*** Opening of Passage for review ***
FARGO, N.D. — North Dakota's only abortion clinic is preparing for what could be its final day of performing procedures, with a trigger ban due to take effect Thursday that will likely force patients to travel hundreds of miles to receive care pending the clinic's relocation across the border to Minnesota.
Barring a judge's intervention, the Red River Women's Clinic will provide abortion services Wednesday then shut down. Owner Tammi Kromenaker is building a new clinic in Moorhead, Minnesota, with the aid of nearly $1 million raised through GoFundMe.
Kromenaker has not said when the new clinic will open and she did not respond to messages Tuesday. Planned Parenthood has said it can perform abortions at its own Moorhead facility to fill the gap if needed, but it is not clear if that will happen.
Once North Dakota’s ban takes effect, the nearest abortion clinics will be in Minneapolis and Duluth, Minnesota, a drive of about four hours from Fargo, and in Billings, Montana, which is nearly four hours from North Dakota’s western border.
Destini Spaeth, the volunteer leader of an independent group that helps fund abortions in North Dakota, is investigating temporary solutions until the Moorhead clinic opens. That could include helping to pay for trips to Minnesota and Montana.
“To have to cross state lines and to be treated like and spoken about like a criminal in your home state and forced to travel elsewhere, pleading for care, desperate for care,” said Spaeth, spokeswoman for the North Dakota Women In Need fund. “It's got to be just so traumatic.”
*** Close of Passage for review ***
◆ **Required work**:
1. List every city named in the news report on North Dakota's abortion clinic, each city only once.
2. Reproduce the stretch of the news report on North Dakota's abortion clinic from "Destini Spaeth, the" through "Minnesota and Montana." word for word.
The lines that come next are separate material and are not connected to the news report above.
*** Opening of Supplied entries ***
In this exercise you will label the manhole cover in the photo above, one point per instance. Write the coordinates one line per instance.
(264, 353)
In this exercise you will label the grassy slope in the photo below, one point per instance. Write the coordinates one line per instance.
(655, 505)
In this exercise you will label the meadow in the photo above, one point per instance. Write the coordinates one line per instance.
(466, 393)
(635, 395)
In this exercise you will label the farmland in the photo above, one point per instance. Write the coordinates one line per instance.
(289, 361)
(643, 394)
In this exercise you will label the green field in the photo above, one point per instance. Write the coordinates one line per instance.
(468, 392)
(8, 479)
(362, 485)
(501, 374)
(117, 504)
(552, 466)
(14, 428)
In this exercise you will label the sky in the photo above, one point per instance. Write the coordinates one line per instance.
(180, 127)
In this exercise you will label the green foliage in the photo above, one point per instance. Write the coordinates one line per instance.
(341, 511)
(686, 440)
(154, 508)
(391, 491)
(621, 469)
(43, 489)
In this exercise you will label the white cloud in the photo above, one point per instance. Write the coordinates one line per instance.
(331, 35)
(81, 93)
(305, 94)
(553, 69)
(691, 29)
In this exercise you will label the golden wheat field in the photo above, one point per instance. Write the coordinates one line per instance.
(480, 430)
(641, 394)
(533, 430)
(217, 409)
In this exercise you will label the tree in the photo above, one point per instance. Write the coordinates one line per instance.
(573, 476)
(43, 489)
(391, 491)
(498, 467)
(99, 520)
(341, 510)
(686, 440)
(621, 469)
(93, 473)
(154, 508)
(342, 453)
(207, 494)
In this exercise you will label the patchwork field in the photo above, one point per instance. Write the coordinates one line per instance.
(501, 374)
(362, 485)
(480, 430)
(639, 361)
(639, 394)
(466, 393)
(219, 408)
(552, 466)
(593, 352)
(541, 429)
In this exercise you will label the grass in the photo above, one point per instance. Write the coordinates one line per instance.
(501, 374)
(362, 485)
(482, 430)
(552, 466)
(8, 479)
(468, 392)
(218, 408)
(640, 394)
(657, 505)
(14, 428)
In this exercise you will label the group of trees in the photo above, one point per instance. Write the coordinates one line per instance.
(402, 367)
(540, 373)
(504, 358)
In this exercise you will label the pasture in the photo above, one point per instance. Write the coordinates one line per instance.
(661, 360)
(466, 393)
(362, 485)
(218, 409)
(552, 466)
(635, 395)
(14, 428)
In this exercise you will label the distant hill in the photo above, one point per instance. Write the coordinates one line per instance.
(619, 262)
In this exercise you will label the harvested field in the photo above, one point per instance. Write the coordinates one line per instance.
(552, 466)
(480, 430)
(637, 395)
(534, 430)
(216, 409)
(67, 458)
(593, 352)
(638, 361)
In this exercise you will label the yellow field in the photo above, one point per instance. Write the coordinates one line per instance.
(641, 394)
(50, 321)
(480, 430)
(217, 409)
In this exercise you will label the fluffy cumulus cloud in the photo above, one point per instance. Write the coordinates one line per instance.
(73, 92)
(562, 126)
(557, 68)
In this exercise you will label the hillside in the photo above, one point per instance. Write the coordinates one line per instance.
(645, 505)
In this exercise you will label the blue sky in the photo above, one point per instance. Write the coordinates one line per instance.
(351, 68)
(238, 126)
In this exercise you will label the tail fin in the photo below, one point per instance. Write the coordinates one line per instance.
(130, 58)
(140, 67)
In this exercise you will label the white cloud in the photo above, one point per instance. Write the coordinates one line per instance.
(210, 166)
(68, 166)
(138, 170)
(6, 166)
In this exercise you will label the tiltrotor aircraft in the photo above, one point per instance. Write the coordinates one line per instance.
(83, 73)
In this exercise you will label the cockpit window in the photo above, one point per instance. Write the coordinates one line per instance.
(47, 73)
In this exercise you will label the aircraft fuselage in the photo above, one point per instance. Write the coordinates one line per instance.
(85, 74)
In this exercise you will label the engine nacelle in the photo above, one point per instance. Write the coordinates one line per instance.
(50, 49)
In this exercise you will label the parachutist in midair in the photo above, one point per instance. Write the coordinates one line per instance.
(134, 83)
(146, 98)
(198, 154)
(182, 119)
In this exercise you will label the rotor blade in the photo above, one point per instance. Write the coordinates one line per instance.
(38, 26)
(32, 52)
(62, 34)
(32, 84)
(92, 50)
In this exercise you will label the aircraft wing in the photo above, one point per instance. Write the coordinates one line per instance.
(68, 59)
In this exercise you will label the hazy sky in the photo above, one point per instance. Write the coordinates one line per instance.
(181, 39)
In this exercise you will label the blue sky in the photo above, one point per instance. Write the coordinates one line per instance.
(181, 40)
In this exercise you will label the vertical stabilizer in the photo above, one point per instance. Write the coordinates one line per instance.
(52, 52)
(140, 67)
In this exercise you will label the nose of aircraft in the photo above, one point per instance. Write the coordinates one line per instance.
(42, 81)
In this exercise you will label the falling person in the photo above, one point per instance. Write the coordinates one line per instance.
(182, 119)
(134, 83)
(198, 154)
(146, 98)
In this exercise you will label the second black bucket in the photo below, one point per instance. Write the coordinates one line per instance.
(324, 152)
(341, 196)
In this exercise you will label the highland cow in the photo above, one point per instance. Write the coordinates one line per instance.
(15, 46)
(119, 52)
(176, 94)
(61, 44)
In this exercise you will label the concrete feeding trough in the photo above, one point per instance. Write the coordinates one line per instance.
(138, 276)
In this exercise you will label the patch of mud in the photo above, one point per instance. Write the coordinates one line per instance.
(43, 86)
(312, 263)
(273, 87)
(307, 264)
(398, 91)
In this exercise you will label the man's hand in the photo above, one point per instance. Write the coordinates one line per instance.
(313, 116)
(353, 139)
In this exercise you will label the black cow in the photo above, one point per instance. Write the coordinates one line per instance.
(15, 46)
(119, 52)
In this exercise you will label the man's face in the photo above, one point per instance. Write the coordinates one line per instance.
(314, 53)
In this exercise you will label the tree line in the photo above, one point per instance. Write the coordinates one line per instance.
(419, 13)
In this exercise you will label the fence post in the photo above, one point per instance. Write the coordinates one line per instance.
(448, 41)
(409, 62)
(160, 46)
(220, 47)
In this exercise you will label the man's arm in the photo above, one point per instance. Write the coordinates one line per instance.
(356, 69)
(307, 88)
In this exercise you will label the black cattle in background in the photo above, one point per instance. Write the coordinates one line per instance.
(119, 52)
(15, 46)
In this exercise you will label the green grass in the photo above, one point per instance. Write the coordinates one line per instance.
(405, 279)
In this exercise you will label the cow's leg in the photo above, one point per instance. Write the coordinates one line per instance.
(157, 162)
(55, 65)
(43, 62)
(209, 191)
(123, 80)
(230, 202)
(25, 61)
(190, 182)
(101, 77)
*** Close of Supplied entries ***
◆ **Answers to each task**:
1. Fargo, Moorhead, Minneapolis, Duluth, Billings

2.
Destini Spaeth, the volunteer leader of an independent group that helps fund abortions in North Dakota, is investigating temporary solutions until the Moorhead clinic opens. That could include helping to pay for trips to Minnesota and Montana.